The retired executioner may be left to fight his own battles as regards his aptitude of putting people out of the world.
Those who know him best are perfectly well aware that he is not likely to trouble himself about what people say; but the medical officer of Newgate—we are not aware to what particular one Professor Houghton refers—is doubtless aware that convulsive muscular action may be prolonged for some minutes after the suspended culprit has ceased to experience any sensations.
Professor Houghton tells us that the “old system of taking the convict’s life by suffocation is inhumanely painful, and necessarily prolonged, and revolting to the spectators whose duty it is to be present;” that the object of an effective execution by suspension should be the immediate rupture of the spinal column through the fall, and that the use of the long drop, which by habit has become known as the Irish method, is not only much preferable from a humanitarian point of view, but is the only method by which the desired object can be effectively attained.
It may be as well to hint to the professor that, to judge from an illuminated Anglo-Saxon manuscript in the “Harleian Miscellany,” the severing of the cervical vertebræ occupied the attention of our ancestors centuries ago.

***

Instructions for the task — Reproduce the stretch of the execution passage above from "Professor Houghton tells" through "be effectively attained.", word for word.

***

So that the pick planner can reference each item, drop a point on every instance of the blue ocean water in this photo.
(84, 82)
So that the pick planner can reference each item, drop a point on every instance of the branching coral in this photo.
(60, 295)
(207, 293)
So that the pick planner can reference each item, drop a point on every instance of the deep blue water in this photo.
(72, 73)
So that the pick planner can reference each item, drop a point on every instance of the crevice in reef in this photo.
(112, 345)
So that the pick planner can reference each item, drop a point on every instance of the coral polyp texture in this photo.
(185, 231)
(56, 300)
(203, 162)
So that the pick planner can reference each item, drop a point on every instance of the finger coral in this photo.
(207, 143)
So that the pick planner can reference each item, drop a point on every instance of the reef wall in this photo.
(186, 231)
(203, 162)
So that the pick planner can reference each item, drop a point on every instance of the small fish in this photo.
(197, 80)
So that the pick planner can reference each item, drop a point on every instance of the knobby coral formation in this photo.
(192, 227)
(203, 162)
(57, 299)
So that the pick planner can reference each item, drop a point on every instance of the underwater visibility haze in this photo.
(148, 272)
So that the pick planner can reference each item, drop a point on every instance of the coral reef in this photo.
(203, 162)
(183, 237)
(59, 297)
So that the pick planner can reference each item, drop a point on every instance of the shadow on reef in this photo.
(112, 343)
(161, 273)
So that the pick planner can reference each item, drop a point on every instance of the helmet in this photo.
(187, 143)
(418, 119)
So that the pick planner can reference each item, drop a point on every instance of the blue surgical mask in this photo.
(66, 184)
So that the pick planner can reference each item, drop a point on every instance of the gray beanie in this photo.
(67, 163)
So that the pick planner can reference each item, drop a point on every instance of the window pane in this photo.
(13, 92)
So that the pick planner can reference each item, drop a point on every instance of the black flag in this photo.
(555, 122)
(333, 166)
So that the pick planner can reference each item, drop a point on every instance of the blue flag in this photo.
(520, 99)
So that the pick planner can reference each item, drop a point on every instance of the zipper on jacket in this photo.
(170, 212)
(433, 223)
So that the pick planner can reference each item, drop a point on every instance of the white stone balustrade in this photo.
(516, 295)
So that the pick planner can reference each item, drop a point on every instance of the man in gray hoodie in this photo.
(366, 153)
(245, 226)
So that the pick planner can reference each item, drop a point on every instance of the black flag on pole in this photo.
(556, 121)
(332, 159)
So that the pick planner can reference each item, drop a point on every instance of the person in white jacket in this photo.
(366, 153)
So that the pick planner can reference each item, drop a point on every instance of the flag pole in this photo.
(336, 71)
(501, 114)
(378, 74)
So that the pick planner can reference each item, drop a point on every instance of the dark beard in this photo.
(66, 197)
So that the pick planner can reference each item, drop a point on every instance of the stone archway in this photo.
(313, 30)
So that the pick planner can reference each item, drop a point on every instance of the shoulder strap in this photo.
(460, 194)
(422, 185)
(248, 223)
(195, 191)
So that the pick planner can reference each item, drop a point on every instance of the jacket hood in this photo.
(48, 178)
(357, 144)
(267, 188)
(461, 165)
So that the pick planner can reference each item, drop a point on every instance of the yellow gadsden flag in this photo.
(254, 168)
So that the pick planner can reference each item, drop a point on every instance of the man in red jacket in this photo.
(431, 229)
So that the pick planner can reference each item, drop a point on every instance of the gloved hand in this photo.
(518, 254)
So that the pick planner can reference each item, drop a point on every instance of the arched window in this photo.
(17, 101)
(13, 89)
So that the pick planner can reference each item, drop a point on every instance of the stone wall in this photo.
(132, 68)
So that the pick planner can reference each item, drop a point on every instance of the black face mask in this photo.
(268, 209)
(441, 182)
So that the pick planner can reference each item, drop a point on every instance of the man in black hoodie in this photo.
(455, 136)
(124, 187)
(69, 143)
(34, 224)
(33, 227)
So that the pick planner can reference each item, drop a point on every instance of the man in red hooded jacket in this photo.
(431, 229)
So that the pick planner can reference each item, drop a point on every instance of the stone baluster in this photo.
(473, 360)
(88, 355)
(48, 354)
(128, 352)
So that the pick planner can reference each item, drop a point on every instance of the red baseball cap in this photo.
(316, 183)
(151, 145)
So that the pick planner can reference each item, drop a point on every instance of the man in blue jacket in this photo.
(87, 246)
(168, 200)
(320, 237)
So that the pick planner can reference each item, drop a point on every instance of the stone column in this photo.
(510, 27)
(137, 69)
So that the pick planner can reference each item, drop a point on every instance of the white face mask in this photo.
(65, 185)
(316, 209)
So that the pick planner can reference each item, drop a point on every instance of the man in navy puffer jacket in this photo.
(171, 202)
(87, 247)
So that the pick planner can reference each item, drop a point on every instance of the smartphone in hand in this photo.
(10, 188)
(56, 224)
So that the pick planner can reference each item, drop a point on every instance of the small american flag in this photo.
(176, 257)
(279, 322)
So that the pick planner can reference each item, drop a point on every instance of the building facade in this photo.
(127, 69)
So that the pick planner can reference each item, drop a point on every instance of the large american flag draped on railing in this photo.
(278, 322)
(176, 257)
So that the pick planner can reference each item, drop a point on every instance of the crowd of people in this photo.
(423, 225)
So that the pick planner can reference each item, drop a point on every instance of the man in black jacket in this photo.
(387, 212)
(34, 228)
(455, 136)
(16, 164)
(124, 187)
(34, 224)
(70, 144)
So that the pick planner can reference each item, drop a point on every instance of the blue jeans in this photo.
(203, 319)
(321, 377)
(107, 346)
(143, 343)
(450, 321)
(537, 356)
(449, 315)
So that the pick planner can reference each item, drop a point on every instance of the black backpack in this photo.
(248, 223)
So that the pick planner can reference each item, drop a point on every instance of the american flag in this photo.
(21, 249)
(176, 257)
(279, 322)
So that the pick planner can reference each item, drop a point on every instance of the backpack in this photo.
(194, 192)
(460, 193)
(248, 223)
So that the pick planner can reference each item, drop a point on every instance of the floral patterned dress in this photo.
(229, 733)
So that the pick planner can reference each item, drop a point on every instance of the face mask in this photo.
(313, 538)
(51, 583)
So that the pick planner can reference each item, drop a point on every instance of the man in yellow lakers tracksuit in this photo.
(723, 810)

***

Task response —
Professor Houghton tells us that the “old system of taking the convict’s life by suffocation is inhumanely painful, and necessarily prolonged, and revolting to the spectators whose duty it is to be present;” that the object of an effective execution by suspension should be the immediate rupture of the spinal column through the fall, and that the use of the long drop, which by habit has become known as the Irish method, is not only much preferable from a humanitarian point of view, but is the only method by which the desired object can be effectively attained.